Il ne fait pas de doute que l’IA produira un jour ce genre de percées technologiques. Mais pour en revenir à notre cher et potentiel krach boursier, l’enjeu est de savoir si c’est plutôt pour “bientôt” ou “dans 10 ans”. Et dans le second scénario, une correction prochaine semble inéluctable, comme pour l’éclatement de la bulle internet de 2000 (puis on a eu l’iPhone et Facebook dix ans après, en gros).

Et si la bulle de l’IA faisait pop, ça devrait laisser des traces sur les murs, vu qu’elle est 4 fois plus grosse que celle des subprimes (!), qu’elle implique à fond les 7 entreprises technologiques les plus sexy (lol) des marchés, et qu’on peut soupçonner que le reste du système financier a probablement 5 ou 6 doigts fourrés dans le pot de confiture. Mais ça, on s’en aperçoit toujours qu’à la fin du film, quand l’économie (la vraie) est à terre. Et nos emplois avec.

On est arrivé à la fin de la démonstration pour le fils de votre voisine. D’ailleurs, il est temps de conclure.

“Dans ma bulle, la politique a fait un bide” - Diam’s

Il existe pas mal de fanzouzes du “laissez-faire” dans la Silicon Valley (ou à Gstaad) qui pourraient rétorquer que tout cela ne nous regarde pas, qu’ils ont encore le droit de faire ce qu’ils veulent avec leur capital, de l’investir où bon leur semble, etc. Mais les États, et à travers eux les citoyens, auraient au contraire tout intérêt à mettre le nez dans la petite ghost-kitchen-financière des géants de l’IA, vu les montants qu’on y mijote et les potentiels effets dévastateurs de l’explosion d’une telle bulle sur l’économie.

D’autant qu'on parle d’une technologie capable de transformer notre monde au moins aussi profondément que l’agriculture il y a 20,000 piges (ça ne nous rajeunit pas) ou la machine à vapeur au 19ème siècle. Si on ne fait pas travailler le “muscle politique” dès maintenant, sur le sujet de son financement, comment espérer qu’on en garde la maîtrise des usages dans le futur ? Et plus généralement, le fait qu’on injecte autant d’argent, aussi vite, dans le développement d’une technologie d’une puissance potentiellement inouïe (et potentiellement dévastatrice) ne devrait-il pas nous inquiéter ? L’IA ne devrait-elle pas être l’affaire des philosophes, des politiques, des anthropologues, avant d’être une aubaine pour les marchés financiers ?

--------------------------------

§ TRAVAIL À RÉALISER: D'après l'extrait retenu, combien de fois la bulle de l'IA est-elle plus grosse que celle des subprimes ?

§ DONNÉES FOURNIES:
--------------------------------

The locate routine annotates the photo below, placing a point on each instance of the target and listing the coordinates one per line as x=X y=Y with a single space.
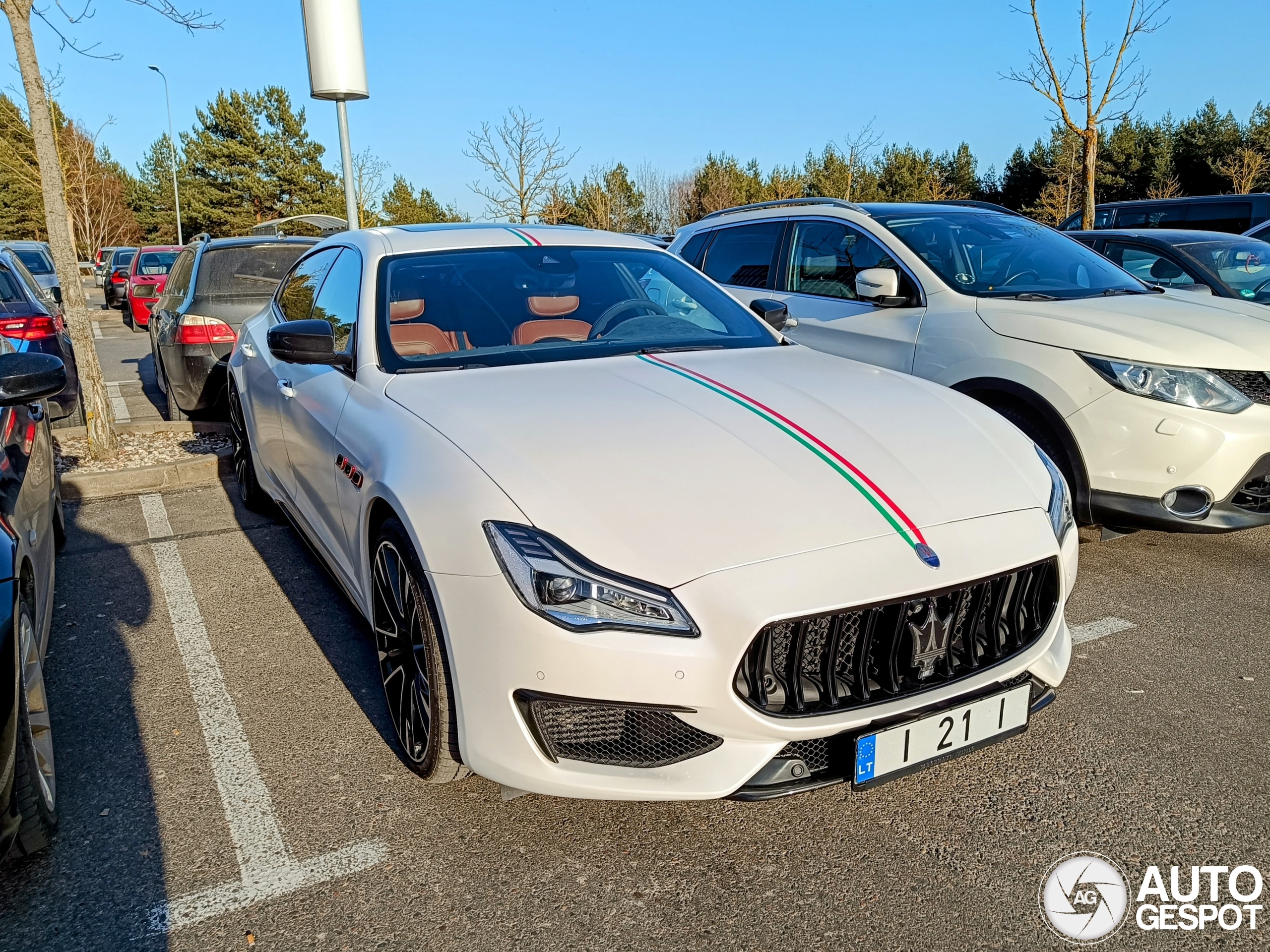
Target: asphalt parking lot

--------------------------------

§ RÉSULTAT DE L'EXERCICE: Elle est quatre fois plus grosse.